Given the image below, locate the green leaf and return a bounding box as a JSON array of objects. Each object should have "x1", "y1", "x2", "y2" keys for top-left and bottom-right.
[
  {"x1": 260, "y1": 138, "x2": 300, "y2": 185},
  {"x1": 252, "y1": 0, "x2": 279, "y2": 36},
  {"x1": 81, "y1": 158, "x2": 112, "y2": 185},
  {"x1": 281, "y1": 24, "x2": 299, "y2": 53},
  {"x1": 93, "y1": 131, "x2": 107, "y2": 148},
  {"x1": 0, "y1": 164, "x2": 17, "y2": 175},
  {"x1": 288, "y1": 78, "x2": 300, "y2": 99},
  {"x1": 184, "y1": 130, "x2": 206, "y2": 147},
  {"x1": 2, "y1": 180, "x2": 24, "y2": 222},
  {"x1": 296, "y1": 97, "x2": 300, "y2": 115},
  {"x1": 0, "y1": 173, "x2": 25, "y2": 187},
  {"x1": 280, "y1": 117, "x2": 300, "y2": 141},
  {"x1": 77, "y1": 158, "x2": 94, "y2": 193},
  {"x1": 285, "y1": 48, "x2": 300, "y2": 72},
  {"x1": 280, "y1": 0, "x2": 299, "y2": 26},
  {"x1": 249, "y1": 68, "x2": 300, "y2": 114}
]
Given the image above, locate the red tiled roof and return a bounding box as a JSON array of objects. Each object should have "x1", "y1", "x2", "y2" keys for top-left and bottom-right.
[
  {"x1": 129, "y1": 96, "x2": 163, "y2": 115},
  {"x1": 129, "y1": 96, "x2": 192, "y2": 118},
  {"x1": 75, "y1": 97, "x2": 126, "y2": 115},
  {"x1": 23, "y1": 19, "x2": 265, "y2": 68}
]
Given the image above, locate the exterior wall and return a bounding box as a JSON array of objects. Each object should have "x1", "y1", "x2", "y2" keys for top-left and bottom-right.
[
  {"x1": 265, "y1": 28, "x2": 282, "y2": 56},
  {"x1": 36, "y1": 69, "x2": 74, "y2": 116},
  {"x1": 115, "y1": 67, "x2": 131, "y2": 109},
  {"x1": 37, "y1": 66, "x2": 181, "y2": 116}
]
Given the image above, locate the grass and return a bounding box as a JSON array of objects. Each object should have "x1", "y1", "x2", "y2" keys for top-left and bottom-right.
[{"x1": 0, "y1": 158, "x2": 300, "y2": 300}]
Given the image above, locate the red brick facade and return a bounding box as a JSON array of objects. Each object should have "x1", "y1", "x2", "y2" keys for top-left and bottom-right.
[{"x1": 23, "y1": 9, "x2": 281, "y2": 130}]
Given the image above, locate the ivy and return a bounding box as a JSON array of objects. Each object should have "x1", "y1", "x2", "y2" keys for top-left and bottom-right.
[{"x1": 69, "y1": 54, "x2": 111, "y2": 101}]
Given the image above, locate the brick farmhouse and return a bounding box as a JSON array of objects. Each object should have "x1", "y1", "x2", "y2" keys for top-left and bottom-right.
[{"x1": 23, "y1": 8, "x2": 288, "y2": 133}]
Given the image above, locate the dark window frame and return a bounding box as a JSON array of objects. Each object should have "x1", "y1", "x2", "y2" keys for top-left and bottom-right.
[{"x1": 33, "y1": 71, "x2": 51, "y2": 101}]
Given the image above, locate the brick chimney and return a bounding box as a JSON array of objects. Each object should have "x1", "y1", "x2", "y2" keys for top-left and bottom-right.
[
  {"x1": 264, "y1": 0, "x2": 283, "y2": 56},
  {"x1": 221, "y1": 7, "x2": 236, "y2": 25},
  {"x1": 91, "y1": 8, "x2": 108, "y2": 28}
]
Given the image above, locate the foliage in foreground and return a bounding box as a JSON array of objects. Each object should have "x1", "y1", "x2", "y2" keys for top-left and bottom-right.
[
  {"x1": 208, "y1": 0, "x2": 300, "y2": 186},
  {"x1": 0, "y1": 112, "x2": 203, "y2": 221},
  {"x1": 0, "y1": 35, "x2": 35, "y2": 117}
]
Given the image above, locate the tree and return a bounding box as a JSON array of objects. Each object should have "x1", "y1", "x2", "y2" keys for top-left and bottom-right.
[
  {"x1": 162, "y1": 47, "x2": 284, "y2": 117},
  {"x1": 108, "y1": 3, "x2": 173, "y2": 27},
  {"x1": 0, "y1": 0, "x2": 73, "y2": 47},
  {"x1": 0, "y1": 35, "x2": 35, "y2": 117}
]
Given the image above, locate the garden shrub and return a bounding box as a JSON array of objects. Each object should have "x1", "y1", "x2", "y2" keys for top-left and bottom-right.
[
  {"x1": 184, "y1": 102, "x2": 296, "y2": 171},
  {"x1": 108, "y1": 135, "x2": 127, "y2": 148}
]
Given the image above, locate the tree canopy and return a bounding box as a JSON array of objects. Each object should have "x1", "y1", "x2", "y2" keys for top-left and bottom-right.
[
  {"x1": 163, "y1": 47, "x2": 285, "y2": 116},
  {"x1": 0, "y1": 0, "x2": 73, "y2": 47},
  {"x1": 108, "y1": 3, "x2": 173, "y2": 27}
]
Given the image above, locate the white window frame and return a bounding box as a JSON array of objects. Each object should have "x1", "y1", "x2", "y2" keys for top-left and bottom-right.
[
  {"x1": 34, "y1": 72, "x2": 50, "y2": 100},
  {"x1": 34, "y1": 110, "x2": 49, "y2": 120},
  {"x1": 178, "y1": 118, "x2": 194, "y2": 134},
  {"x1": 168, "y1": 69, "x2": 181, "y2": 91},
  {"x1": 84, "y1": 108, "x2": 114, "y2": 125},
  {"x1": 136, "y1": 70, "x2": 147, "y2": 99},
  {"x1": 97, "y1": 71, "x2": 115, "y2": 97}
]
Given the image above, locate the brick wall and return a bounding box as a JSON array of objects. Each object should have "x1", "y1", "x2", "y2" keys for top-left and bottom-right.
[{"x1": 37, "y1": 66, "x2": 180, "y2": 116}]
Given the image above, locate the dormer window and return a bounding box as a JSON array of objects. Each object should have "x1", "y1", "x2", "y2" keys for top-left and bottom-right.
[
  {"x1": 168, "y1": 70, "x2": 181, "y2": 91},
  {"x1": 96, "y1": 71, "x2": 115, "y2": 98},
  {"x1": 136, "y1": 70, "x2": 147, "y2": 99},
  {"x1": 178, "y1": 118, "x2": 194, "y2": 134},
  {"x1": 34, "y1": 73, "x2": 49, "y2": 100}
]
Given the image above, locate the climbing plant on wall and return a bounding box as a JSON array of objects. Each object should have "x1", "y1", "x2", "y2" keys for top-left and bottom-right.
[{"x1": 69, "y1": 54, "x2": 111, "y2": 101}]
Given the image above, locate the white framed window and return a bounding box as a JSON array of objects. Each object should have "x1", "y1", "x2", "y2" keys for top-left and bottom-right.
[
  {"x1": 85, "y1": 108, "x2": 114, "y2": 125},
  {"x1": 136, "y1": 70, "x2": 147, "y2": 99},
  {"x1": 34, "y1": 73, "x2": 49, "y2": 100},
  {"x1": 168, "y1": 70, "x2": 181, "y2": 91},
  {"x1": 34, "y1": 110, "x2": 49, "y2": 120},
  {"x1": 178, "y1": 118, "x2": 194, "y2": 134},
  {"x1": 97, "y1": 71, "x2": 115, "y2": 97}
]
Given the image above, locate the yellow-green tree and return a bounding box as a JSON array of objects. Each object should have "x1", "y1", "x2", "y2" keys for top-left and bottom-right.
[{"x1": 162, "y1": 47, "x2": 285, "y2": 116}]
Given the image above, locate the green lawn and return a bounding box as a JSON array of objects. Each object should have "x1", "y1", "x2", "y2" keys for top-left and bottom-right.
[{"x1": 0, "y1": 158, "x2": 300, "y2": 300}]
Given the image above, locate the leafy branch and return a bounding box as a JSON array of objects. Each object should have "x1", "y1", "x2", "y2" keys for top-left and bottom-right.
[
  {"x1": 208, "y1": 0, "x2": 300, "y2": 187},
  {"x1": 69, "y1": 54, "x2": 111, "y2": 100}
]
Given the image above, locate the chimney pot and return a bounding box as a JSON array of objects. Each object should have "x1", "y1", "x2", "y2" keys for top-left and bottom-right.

# [OBJECTIVE]
Return each line of the records above that contains the word "green". Case counts.

# [EXERCISE RESPONSE]
Given the image below, locate the green leaf and return a bounding box as a JSON array of objects. Each object should have "x1", "y1", "x2", "y2" keys for top-left and bottom-right.
Given the image above, locate the yellow-green tree and return a bounding box as a JSON array of objects. Each object should have "x1", "y1", "x2", "y2" keys for top-left and bottom-right.
Given the image above, locate the green lawn and return a bounding box as a JSON array of objects. Each object should have "x1", "y1", "x2", "y2" keys for top-left and bottom-right.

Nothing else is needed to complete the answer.